>> Begin SOURCE EXCERPT

Python- Possible English one-word anagrams given input letters

Question

I know variations of this have been asked before, but I was unable to understand any of the previous implementations because most of them involved using sets and the issubset method.

Here is what I am trying to do: I have a set of words in a dictionary and a list of possible letters. I want to find if the members of the set can be formed through re-arranging the letters in the list. Here is my current implementation:

def solve(dictionary, letters):

    for word in dictionary: #for each word in the dictionary
        if len(word) > len(letters):   # first optimization, doesn't check words that are larger than letter set
            continue
        else: 
            scrambledword = "".join([b for b in sorted(list(word))]) #sorts the letters in each word
            if set(scrambledword).issubset(letters):
                print word


def main():
    dictionary = set([x.strip() for x in open("C:\\Python27\\dictionary.txt")])        
    letters = sorted(['v','r','o','o','m','a','b','c','d'])
    solve(dictionary, letters)


main()

The obvious problem with this implementation is that some words will be found that use more than one letter in "letters." For example, the word 'cardboard' appears as a valid word, despite there being only one copy of 'a' and 'r' in the letters list. How do I use the "issubset" method on lists?

Answer 1

To know if you can make a word out of a set of letters [oops, I did it myself -- I meant 'collection'!], you want every letter to occur at least the right number of times, so I think we're going to have to work the counts in there somehow. By definition, Python sets don't care about the number of elements in a source list. Maybe something like

from collections import Counter

letters = ['v','r','o','o','m','a','b','c','d']
words = 'cardboard boom booom'.split()
letterscount = Counter(letters)

>> End SOURCE EXCERPT
>> Begin RECORDS TO USE

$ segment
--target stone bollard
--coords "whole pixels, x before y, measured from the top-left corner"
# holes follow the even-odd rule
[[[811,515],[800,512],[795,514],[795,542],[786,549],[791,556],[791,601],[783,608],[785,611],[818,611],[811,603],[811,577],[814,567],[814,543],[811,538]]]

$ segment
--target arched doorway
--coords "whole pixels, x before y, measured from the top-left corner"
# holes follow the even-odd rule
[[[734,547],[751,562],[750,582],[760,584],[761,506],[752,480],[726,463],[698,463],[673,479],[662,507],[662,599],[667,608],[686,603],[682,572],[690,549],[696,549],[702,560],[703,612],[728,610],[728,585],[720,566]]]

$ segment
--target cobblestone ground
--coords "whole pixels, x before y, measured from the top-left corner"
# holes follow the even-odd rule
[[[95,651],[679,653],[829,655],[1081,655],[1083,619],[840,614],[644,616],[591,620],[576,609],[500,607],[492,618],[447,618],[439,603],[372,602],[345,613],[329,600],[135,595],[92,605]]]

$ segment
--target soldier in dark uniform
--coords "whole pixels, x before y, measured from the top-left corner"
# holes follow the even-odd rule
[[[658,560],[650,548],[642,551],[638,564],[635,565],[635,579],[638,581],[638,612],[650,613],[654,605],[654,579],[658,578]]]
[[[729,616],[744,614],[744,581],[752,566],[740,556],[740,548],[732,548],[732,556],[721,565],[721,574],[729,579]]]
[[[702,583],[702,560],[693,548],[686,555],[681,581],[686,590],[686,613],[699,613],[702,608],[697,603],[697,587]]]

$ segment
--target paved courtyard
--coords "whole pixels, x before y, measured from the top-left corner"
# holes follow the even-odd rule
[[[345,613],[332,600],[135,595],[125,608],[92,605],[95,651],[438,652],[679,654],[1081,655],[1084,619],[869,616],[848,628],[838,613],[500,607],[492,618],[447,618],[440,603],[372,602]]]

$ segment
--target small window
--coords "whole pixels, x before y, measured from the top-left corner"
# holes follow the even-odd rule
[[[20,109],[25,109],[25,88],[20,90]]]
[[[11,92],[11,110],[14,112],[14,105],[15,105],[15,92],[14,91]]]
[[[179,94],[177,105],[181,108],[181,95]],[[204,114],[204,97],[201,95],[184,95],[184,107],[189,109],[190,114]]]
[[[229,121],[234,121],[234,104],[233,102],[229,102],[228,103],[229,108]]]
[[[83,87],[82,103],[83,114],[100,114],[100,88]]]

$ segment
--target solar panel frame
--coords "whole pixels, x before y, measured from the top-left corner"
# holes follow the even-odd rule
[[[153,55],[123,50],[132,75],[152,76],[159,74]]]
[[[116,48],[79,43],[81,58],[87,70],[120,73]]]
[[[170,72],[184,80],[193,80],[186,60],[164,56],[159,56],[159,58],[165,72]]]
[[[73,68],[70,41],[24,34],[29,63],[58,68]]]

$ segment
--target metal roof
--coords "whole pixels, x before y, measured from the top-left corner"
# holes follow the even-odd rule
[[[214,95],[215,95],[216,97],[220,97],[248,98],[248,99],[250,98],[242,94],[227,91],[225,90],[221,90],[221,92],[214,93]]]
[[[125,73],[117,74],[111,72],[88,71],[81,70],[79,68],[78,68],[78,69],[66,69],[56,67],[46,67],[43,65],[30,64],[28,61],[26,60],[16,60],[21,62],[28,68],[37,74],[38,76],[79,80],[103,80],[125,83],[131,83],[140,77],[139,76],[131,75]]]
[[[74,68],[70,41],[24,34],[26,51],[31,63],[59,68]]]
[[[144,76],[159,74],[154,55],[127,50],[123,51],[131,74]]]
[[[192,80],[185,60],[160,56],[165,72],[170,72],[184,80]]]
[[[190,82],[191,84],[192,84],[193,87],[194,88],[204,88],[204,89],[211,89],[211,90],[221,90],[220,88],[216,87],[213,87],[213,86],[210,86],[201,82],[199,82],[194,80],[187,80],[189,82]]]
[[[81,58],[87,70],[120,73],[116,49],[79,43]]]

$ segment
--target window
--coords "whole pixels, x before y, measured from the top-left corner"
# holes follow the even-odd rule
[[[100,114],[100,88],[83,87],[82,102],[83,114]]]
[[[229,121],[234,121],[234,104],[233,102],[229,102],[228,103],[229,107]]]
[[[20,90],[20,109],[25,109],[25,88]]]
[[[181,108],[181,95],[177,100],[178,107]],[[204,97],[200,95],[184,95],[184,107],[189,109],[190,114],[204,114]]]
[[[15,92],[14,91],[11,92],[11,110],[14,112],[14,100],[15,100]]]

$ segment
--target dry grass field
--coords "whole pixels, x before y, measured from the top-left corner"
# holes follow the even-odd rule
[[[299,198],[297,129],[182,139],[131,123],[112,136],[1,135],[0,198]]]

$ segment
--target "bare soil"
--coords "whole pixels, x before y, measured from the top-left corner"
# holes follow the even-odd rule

>> End RECORDS TO USE
>> Begin RECORDS TO USE

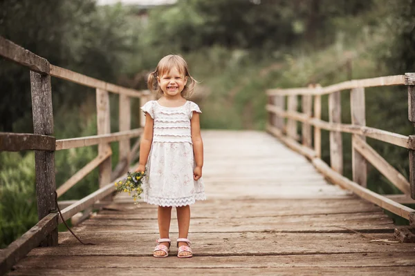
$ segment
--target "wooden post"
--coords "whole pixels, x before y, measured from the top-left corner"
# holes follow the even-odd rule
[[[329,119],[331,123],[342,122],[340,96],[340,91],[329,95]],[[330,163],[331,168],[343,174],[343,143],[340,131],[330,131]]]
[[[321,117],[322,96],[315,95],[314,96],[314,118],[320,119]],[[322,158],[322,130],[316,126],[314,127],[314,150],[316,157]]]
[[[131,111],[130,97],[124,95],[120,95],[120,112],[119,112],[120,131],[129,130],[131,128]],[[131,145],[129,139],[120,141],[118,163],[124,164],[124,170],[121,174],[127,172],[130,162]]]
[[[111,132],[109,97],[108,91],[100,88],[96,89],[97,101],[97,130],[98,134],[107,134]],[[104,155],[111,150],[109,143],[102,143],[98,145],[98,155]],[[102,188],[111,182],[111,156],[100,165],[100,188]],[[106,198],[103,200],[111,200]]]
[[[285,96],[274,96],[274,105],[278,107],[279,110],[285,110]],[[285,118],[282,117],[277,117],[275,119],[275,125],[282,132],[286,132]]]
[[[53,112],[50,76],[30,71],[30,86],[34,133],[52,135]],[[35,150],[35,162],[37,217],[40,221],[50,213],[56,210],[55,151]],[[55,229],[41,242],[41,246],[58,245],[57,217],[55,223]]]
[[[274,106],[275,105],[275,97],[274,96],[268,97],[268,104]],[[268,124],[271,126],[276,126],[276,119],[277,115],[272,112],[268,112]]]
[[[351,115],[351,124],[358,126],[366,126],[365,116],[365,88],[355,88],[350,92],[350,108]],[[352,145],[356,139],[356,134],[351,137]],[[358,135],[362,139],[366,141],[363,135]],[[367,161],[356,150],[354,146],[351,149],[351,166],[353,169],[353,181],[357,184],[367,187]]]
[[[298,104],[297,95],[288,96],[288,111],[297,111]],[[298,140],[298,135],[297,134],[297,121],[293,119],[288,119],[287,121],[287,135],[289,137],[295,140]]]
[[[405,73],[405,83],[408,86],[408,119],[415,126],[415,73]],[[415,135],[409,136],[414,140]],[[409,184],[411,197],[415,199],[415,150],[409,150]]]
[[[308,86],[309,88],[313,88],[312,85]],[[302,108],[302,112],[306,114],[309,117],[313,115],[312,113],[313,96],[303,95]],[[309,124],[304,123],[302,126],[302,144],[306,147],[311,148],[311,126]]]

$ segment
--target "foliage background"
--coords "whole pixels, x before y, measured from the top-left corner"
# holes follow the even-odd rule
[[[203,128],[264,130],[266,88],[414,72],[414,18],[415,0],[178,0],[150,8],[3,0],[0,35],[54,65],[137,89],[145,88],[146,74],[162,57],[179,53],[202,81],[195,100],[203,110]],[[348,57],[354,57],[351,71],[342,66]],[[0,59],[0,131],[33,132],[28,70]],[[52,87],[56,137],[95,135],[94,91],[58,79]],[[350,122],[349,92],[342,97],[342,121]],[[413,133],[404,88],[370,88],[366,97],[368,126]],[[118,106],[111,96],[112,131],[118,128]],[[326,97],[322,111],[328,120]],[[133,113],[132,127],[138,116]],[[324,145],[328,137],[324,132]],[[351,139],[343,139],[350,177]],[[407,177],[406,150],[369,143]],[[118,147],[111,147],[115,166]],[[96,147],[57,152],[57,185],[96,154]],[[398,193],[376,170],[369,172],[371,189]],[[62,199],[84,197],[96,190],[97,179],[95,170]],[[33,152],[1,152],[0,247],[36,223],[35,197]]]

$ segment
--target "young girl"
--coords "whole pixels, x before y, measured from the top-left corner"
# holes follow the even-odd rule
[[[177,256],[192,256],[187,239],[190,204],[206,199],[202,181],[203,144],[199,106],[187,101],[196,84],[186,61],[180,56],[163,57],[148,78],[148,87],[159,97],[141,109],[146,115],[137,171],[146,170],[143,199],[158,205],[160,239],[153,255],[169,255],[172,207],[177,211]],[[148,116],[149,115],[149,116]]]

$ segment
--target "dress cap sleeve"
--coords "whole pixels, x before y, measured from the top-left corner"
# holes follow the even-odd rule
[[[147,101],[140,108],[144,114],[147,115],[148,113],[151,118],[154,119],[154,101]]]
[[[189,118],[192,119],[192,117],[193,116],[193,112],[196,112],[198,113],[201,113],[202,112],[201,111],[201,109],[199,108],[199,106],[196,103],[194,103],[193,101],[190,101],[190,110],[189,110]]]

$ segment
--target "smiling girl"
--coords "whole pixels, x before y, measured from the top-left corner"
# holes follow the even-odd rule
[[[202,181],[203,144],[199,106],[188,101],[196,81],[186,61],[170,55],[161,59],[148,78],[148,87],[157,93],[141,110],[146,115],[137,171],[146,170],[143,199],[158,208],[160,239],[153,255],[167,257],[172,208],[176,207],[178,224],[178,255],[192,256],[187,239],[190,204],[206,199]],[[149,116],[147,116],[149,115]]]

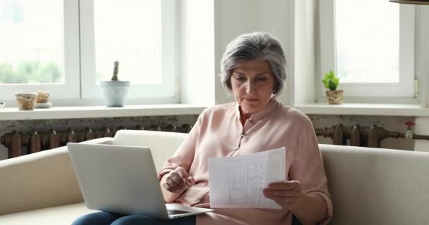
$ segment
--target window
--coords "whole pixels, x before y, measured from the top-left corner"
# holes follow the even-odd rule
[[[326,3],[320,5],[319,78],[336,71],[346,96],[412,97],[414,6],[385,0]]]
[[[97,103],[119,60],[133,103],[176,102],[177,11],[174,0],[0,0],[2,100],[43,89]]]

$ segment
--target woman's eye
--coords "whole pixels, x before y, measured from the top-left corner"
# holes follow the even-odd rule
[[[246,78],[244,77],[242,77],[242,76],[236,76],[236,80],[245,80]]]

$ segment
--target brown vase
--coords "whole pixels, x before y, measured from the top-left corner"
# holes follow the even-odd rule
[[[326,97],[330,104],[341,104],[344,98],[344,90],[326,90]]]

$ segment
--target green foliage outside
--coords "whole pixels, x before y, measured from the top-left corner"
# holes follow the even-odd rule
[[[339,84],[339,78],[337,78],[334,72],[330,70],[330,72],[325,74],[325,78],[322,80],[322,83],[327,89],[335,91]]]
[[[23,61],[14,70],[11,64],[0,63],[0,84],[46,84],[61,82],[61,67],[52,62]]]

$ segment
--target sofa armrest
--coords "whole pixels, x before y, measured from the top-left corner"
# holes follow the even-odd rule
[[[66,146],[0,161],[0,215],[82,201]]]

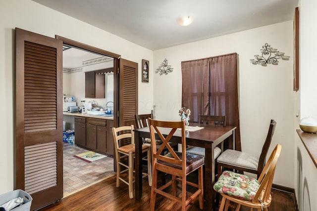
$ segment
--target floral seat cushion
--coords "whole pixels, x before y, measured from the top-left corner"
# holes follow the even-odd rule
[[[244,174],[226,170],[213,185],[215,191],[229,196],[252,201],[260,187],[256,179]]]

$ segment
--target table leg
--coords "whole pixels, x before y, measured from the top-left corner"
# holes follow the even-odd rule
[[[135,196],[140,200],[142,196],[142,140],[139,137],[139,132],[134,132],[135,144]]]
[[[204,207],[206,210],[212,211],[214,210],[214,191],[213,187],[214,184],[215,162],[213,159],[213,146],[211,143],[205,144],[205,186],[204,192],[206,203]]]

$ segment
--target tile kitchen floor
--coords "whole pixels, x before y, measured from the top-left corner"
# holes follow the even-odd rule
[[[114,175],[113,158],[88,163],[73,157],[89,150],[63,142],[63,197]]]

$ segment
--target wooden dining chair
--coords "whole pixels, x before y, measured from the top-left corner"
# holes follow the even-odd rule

>> End RECORDS TO USE
>> Begin RECORDS TO USE

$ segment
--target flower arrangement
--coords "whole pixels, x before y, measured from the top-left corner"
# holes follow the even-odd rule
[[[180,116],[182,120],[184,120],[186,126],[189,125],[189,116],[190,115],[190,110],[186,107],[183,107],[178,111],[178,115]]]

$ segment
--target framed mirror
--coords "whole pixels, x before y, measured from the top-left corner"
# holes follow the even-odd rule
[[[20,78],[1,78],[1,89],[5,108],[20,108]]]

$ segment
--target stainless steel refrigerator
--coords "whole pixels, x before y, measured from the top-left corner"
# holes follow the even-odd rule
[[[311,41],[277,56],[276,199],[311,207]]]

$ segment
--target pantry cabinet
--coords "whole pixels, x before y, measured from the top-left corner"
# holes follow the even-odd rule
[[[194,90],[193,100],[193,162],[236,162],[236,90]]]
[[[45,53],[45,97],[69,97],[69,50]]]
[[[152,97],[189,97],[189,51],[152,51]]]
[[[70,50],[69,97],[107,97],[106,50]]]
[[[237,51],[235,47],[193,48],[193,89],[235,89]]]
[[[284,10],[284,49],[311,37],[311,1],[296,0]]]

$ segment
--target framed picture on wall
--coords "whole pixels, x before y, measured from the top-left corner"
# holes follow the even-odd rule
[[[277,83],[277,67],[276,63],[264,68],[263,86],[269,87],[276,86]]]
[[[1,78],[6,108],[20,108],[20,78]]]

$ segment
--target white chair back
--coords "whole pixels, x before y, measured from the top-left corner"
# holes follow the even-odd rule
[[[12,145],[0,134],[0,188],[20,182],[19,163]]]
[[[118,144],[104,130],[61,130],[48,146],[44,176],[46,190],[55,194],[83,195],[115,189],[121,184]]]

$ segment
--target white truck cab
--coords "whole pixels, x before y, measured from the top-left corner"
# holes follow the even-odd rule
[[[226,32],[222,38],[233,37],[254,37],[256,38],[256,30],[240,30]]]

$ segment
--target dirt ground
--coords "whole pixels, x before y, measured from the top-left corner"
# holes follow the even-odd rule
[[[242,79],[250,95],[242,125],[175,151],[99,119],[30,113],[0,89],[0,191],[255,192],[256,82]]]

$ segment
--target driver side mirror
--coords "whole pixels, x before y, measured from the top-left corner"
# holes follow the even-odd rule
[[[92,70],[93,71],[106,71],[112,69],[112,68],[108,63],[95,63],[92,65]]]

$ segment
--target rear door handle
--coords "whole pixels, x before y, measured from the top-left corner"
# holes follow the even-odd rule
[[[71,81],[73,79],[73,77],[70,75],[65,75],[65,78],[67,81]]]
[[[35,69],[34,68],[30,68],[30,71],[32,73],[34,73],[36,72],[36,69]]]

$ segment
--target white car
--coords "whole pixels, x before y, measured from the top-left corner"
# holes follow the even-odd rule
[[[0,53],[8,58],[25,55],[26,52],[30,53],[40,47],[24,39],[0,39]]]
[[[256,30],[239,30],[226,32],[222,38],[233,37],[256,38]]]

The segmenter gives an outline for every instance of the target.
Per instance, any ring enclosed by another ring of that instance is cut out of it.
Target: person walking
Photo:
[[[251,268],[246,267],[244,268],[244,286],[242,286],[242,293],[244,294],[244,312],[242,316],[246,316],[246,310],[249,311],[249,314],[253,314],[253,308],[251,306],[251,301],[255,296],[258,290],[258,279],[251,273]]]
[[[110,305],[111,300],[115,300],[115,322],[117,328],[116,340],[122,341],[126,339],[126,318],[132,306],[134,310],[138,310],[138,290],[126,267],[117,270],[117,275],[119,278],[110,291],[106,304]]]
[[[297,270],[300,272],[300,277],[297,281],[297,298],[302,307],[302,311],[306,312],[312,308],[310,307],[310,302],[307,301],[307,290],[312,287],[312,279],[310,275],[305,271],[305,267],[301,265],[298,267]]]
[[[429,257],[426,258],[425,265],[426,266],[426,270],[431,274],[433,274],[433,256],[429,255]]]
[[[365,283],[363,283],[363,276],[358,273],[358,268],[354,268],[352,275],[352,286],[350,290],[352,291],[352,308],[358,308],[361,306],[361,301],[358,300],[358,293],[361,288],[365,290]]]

>> End RECORDS TO USE

> **TASK INSTRUCTIONS**
1. Locate each line in the rows that contains the word "girl" and copy those lines.
2. Write what follows in the forum thread on finding one-word anagrams in Python, starting right after its last line.

> **ANSWERS GIVEN**
1.
--target "young girl"
--target "smiling girl"

2.
for word in words:
    wordcount = Counter(word)
    print word, all(letterscount[c] >= wordcount[c] for c in wordcount)

giving

cardboard False
boom True
booom False

Counter is a handy utility class:

>>> c = Counter(letters)
>>> c
Counter({'o': 2, 'a': 1, 'c': 1, 'b': 1, 'd': 1, 'm': 1, 'r': 1, 'v': 1})
>>> c['o']
2
>>> c['z']
0

[DSM: the return! I removed a community edit which doesn't work because Counter instances aren't hashable.]

If searching speed is a concern, then you can trade off memory and precomputation time:

from collections import defaultdict, Counter
from itertools import combinations

# precomputations
allwords = open('/usr/share/dict/words').read().split() 
allwords = list(w for w in allwords if len(w) >= 3) # hack, /words contains lots of silliness
allwords_by_count = defaultdict(list)
for i, word in enumerate(allwords):
    allwords_by_count[frozenset(word)].append((word, Counter(word)))
    if i % 1000 == 0:
        print i, word


def wordsfrom(letters, words_by_count):
    lettercount = Counter(letters)
    for subsetsize in range(1, len(lettercount)+1):
        for subset in combinations(lettercount, subsetsize):
            for possword, posswordcount in words_by_count[frozenset(subset)]:
                if all(posswordcount[c] <= lettercount[c] for c in posswordcount):
                    yield possword

>>> wordsfrom('thistles', allwords_by_count)
<generator object wordsfrom at 0x1032956e0>
>>> list(wordsfrom('thistles', allwords_by_count))
['ess', 'sis', 'tit', 'tst', 'hei', 'hie', 'lei', 'lie', 'sie', 'sise', 'tie', 'tite', 'she', 'het', 'teth', 'the', 'els', 'less', 'elt', 'let', 'telt', 'set', 'sett', 'stet', 'test', 'his', 'hiss', 'shi', 'sish', 'hit', 'lis', 'liss', 'sil', 'lit', 'til', 'tilt', 'ist', 'its', 'sist', 'sit', 'shies', 'tithe', 'isle', 'sile', 'sisel', 'lite', 'teil', 'teli', 'tile', 'title', 'seit', 'sesti', 'site', 'stite', 'testis', 'hest', 'seth', 'lest', 'selt', 'lish', 'slish', 'hilt', 'lith', 'tilth', 'hist', 'sith', 'stith', 'this', 'list', 'silt', 'slit', 'stilt', 'liesh', 'shiel', 'lithe', 'shiest', 'sithe', 'theist', 'thesis', 'islet', 'istle', 'sistle', 'slite', 'stile', 'stilet', 'hitless', 'tehsil', 'thistle']

[Heh. I just noticed that 'thistles' itself isn't in the list, but that's because it's not in the words file..]

And yes, the apparent "nonwords" there are really in the words file:

>>> assert all(w in allwords for w in (wordsfrom('thistles', allwords_by_count)))
>>> 

Answer 2

If you look for anagrams, in other words you want to rearrange, but use all of them (as opposed to use only a subset) then there is another solution.

You first preprocess all the words in the dictionary. Given a word, you produce the word written with the same letters but in alphabetical order:

def alphabetize(word):
    "".join(sorted(word))

and put those new words in a set newDictionary Then your function can call alphabetize on letters and check whether the result in in the dictionary.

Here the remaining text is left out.